About this task:
For this exercise, please reproduce the records below word for word, from the first line through the line with "pixel 122 152".

══ Data ══

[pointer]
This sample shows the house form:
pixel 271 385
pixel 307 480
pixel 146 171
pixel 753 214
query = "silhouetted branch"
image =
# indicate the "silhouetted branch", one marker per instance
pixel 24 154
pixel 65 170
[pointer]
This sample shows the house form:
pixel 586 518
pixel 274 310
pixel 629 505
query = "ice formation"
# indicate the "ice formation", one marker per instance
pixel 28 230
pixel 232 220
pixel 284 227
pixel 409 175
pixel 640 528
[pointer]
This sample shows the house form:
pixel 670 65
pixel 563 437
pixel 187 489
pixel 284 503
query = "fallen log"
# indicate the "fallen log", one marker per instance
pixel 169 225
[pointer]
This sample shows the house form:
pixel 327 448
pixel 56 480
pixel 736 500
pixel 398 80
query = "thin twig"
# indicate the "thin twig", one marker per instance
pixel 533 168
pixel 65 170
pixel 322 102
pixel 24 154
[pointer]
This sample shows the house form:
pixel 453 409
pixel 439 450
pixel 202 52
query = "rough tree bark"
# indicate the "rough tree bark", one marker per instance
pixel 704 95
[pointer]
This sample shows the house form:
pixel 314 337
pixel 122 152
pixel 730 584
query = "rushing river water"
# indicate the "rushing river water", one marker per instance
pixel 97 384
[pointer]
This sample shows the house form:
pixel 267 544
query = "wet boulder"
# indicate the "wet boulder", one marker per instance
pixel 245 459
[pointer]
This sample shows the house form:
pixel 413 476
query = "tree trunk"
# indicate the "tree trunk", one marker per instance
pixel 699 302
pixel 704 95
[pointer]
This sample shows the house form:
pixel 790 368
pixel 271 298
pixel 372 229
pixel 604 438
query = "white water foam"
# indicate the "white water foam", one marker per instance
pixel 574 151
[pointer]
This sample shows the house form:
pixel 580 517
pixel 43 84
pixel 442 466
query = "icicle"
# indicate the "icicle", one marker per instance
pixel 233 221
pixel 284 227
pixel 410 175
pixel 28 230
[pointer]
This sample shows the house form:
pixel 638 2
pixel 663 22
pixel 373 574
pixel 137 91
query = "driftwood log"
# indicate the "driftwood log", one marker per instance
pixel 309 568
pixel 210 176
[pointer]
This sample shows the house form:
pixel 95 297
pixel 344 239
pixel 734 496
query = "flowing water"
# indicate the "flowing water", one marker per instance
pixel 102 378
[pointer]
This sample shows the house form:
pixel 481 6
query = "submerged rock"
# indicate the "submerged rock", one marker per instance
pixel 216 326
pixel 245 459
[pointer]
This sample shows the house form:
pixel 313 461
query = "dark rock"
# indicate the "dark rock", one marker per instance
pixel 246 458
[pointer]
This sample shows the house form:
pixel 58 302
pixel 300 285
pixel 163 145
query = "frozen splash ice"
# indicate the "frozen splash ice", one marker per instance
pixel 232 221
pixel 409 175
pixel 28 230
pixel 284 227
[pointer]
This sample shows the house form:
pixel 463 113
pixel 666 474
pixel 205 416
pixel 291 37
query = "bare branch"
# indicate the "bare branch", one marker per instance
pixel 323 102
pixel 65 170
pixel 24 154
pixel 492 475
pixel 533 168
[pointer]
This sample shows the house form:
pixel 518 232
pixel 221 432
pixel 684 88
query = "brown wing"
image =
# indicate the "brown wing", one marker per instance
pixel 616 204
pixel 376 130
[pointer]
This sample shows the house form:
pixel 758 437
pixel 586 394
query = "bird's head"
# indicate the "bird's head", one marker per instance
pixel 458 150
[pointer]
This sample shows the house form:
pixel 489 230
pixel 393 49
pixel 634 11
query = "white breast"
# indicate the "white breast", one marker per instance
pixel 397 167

═══

Solution below:
[pointer]
This sample shows the house form:
pixel 271 385
pixel 307 480
pixel 146 171
pixel 753 214
query = "silhouetted branch"
image =
# indicate the "silhouetted branch", one marker per instance
pixel 24 154
pixel 65 170
[pointer]
This sample shows the house form:
pixel 586 518
pixel 274 310
pixel 629 505
query = "ice formation"
# indicate the "ice formation", one marker per instance
pixel 28 230
pixel 232 220
pixel 284 227
pixel 409 175
pixel 640 528
[pointer]
This sample shows the house form:
pixel 670 65
pixel 563 437
pixel 187 489
pixel 284 503
query = "fallen log"
# indicate the "fallen log", one marker per instance
pixel 169 225
[pointer]
This sample shows the house form:
pixel 327 448
pixel 56 480
pixel 736 500
pixel 398 80
query = "thin twig"
# indicate the "thin twig", one marker per instance
pixel 533 168
pixel 65 170
pixel 322 102
pixel 24 154
[pointer]
This sample shows the house form:
pixel 453 409
pixel 439 450
pixel 202 52
query = "rough tree bark"
# indicate the "rough tree bark", one marker per instance
pixel 704 95
[pointer]
This sample shows the house form:
pixel 314 337
pixel 122 152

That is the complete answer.